Task prompt =
Answer these from the article below on the soup and shakes diet:
1. How many calories a day does the diet allow?
2. What ages must patients be to get the diet?
3. Which company makes tirzepatide?

Given text =
Soup and shakes diet could reverse 500 diabetes cases a week

Wednesday 12th October 2022 06:45 EDT
 

The NHS is reportedly set to offer a soup and shakes diet that can reverse type 2 diabetes. The diet, which cuts calorie intake to only 850 a day, could lead to 500 patients beating the condition per week. The aim is to begin prescribing it as early as next year after results from about 2000 patients revealed it helped them lose an average of more than two stone.

Professor Jonathan Valabhji, diabetes and obesity chief at NHS England, said, “We have seen fantastic early results from the NHS low-calorie diet programme and are now planning to expand the offer nationwide.” He said the weight loss was found to be maintained at six months. The NHS has not given an estimate for how many people could benefit from the diet, however, Professor Paul Aveyard from the University of Oxford, said in a report that the number would be significant when 220,000 cases of diabetes were diagnosed annually.

If 25 per cent take part and 46 per cent of those achieve remission, it wold mean about 25,000 people saving themselves from type 2 diabetes every year. Professor Aveyard said, “Diabetes is no longer a life-long, incurable condition, which is very exciting.” The diet will be available to patients aged 18 to 65 diagnosed over the past six years. They must have a body mass index of more than 27, or more than 25 for people from black, Asian, or minority ethnic groups.

The study results come as hundreds of thousands of people with diabetes in the UK could be helped by a new weekly shot after t was approved by the drugs regulator. The Medicines and Healthcare Products Regulatory Agency (MHRA) has authorized tirzepatide, made by the pharmaceutical company Lilly, for use by adults with type 2 diabetes that is not sufficiently controlled by existing treatments.

Record extracts =
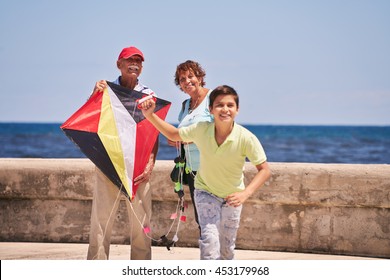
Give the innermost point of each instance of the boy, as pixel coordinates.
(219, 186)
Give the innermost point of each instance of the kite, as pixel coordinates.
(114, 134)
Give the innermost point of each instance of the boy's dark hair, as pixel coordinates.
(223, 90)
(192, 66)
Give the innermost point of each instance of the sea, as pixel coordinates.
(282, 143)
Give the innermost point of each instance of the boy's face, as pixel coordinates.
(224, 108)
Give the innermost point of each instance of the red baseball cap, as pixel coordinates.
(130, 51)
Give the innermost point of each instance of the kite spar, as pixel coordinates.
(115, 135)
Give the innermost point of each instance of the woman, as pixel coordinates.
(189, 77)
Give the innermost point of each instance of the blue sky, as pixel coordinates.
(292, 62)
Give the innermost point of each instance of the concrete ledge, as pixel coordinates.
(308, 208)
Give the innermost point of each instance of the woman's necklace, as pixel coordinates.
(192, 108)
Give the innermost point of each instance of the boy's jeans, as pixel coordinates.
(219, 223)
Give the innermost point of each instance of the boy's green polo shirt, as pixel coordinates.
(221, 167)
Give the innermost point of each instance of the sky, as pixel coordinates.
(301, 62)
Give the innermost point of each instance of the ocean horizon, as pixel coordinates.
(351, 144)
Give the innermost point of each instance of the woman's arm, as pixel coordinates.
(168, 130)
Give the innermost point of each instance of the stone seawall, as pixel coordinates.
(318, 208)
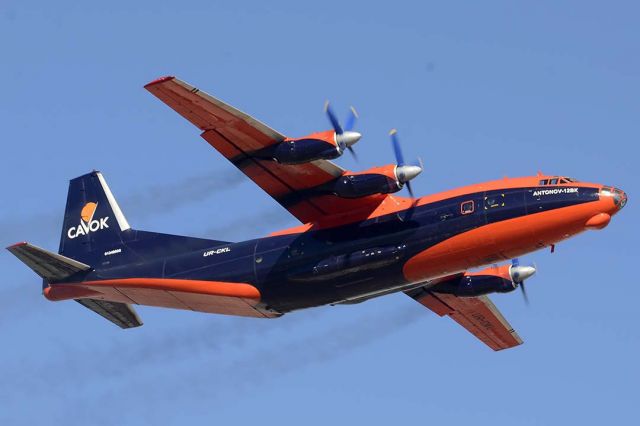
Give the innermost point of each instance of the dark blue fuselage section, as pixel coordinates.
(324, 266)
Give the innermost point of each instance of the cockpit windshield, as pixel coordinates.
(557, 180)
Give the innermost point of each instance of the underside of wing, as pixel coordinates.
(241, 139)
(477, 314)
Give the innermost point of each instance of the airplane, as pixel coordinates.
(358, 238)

--

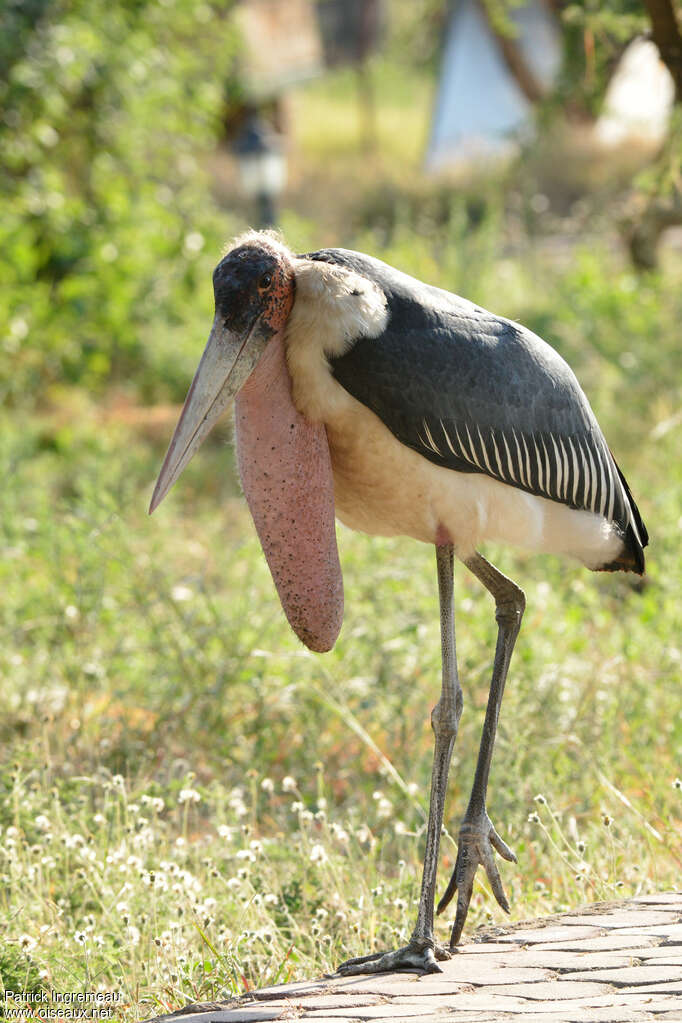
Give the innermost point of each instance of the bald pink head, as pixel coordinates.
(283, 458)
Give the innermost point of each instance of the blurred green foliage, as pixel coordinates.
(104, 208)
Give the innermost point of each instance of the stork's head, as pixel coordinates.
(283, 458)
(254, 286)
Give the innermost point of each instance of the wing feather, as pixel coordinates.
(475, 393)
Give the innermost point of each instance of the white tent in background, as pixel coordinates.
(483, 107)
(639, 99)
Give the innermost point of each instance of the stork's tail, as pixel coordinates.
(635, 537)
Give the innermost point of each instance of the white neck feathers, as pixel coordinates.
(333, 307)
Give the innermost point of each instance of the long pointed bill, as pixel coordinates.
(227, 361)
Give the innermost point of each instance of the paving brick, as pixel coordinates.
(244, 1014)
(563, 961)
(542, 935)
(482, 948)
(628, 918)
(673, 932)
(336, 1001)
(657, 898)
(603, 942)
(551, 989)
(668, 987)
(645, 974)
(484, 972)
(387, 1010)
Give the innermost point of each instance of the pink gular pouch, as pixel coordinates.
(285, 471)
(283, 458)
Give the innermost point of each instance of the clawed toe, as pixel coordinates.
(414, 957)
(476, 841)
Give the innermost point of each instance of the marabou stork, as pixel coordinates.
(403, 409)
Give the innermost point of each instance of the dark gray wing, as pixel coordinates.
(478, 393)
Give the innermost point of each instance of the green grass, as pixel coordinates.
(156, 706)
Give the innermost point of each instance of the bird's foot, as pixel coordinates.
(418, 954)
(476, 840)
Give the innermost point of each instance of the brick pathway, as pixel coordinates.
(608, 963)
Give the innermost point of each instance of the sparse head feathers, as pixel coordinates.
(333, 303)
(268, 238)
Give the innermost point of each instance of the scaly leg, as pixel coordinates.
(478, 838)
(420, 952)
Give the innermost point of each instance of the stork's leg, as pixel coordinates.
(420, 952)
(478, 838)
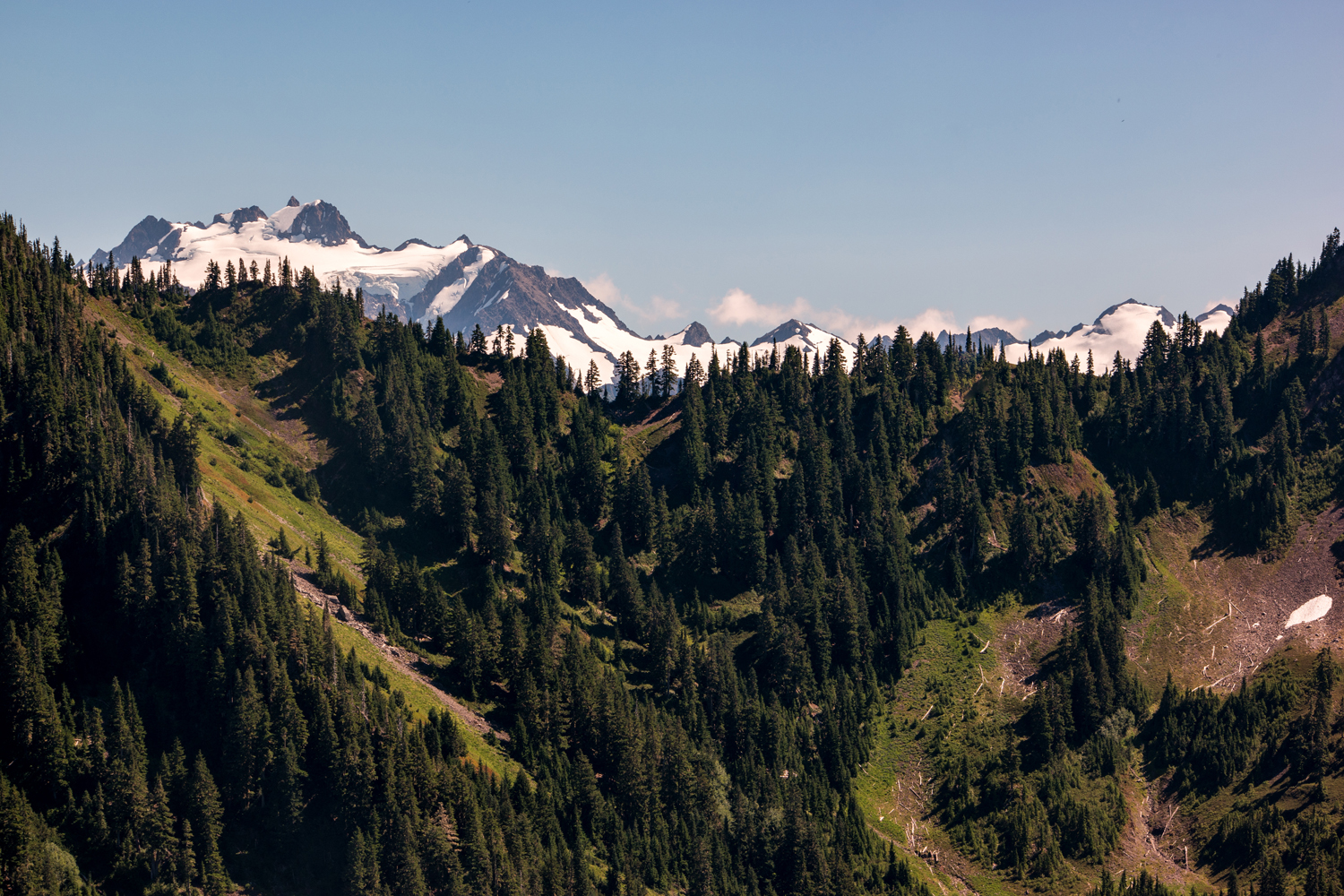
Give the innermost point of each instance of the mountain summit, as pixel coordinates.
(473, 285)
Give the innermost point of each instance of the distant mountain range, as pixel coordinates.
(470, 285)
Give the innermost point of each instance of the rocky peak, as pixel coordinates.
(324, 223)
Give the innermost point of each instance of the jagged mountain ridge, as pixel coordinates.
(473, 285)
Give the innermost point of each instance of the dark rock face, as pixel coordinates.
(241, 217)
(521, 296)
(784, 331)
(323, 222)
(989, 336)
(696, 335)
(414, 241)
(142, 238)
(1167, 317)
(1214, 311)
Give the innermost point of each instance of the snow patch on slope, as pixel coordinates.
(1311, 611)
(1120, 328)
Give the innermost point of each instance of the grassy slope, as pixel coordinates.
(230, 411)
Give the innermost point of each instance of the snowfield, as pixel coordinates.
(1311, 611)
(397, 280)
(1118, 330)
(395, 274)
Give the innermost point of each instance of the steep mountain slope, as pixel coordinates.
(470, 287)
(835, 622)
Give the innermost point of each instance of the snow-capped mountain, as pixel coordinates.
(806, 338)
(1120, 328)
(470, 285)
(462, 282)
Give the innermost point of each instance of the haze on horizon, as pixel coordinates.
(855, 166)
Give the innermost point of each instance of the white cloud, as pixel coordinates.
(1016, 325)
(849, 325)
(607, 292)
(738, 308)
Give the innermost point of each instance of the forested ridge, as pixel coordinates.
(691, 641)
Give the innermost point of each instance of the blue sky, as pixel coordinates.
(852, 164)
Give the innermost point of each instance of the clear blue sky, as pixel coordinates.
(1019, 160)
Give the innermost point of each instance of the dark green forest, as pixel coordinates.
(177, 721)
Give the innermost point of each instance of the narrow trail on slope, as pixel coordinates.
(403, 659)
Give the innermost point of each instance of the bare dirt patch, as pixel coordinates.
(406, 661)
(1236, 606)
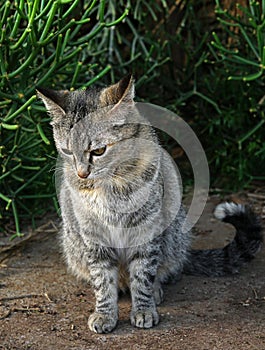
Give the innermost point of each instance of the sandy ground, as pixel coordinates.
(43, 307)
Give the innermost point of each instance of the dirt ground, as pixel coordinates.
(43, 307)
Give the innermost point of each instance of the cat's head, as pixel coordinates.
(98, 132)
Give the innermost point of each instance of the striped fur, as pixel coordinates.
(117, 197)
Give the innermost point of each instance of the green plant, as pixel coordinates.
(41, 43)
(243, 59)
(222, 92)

Exercise response =
1. 850
2. 18 to 65
3. Lilly